DOCUMENT PASSAGE:
=== Section Start ===

Janet Surrey, PhD, is a Buddhist dharma leader and clinical psychologist internationally known for her work on relational theories of women’s psychological development, diversity, mothering, adoption, and substance abuse. Among other venues, Surrey has taught at Harvard Medical School and the Barre Center for Buddhist Studies. She is the author of several books. She currently divides her time between Boston and Tierra Tranquila, Costa Rica.
Samuel Shem is the pen name of Stephen Bergman, a doctor, novelist, playwright, and activist. A Rhodes Scholar, he was on the faculty of Harvard Medical School for three decades. His books include Mount Misery, the 2008 National Best Book Award winner The Spirit of the Place, and Fine. With his wife, Janet Surrey, he wrote the hit off-Broadway play Bill W. and Dr. Bob, which won the Performing Arts Award of the National Council on Alcoholism in 2007, and the nonfiction book We Have to Talk: Healing Dialogues Between Women and Men, winner of the 1999 Boston Interfaith Council’s Paradigm Shift Award. He lives in Boston and Costa Rica.
Sherry Adams Foster is an actress, voiceover talent, and artist. Her audiobook directing and narrating credits include a Nabokov novel and a nonfiction account of Osama bin Laden. She holds a degree in theater from the University of Michigan.

=== Section End ===

EXTRACTED ENTRIES:
=== Section Start ===

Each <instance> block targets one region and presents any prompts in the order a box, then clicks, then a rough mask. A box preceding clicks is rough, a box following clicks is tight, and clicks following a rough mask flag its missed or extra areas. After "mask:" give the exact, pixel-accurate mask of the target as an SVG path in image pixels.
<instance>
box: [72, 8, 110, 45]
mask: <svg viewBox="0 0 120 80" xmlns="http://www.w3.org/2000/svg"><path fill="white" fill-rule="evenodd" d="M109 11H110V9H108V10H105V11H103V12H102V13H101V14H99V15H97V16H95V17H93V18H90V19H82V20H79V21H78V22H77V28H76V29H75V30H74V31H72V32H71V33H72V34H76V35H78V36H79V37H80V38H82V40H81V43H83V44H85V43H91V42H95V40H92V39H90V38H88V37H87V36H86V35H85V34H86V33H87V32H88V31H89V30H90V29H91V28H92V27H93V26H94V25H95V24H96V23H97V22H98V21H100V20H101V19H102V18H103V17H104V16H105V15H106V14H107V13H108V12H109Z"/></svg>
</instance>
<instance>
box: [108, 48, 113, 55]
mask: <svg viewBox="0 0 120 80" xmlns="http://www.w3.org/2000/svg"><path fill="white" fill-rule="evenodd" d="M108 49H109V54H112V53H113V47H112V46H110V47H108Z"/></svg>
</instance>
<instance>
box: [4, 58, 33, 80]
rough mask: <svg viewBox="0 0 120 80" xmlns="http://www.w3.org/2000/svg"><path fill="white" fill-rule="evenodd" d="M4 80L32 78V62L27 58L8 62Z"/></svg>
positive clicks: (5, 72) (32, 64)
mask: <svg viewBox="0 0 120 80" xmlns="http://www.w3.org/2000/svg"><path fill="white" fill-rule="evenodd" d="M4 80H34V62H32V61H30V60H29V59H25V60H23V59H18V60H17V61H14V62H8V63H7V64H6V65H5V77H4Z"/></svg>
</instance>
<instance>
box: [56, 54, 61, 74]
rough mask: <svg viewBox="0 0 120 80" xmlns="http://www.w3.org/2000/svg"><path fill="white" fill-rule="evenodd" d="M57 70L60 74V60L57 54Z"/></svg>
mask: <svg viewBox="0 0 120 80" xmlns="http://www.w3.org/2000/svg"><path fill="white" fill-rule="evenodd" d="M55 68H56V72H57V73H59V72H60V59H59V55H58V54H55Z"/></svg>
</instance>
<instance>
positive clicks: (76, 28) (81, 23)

=== Section End ===

COMPLETE THE FOLLOWING:
1 > From the author biographies, copy the passage starting with "Samuel Shem is" and going on through "University of Michigan.".
2 > Decide whether each statement agrees with the author biographies, answering yes or no and quoting the deciding words: (a) Janet Surrey has taught at the Barre Center for Buddhist Studies. (b) The play Bill W. and Dr. Bob won the 1999 Paradigm Shift Award. (c) Sherry Adams Foster's degree is in music.

ANSWERS TO EACH TASK:
1 >
Samuel Shem is the pen name of Stephen Bergman, a doctor, novelist, playwright, and activist. A Rhodes Scholar, he was on the faculty of Harvard Medical School for three decades. His books include Mount Misery, the 2008 National Best Book Award winner The Spirit of the Place, and Fine. With his wife, Janet Surrey, he wrote the hit off-Broadway play Bill W. and Dr. Bob, which won the Performing Arts Award of the National Council on Alcoholism in 2007, and the nonfiction book We Have to Talk: Healing Dialogues Between Women and Men, winner of the 1999 Boston Interfaith Council’s Paradigm Shift Award. He lives in Boston and Costa Rica.
Sherry Adams Foster is an actress, voiceover talent, and artist. Her audiobook directing and narrating credits include a Nabokov novel and a nonfiction account of Osama bin Laden. She holds a degree in theater from the University of Michigan.

2 >
(a) Yes: "Surrey has taught at Harvard Medical School and the Barre Center for Buddhist Studies."
(b) No: "Bill W. and Dr. Bob, which won the Performing Arts Award of the National Council on Alcoholism in 2007"
(c) No: "She holds a degree in theater from the University of Michigan."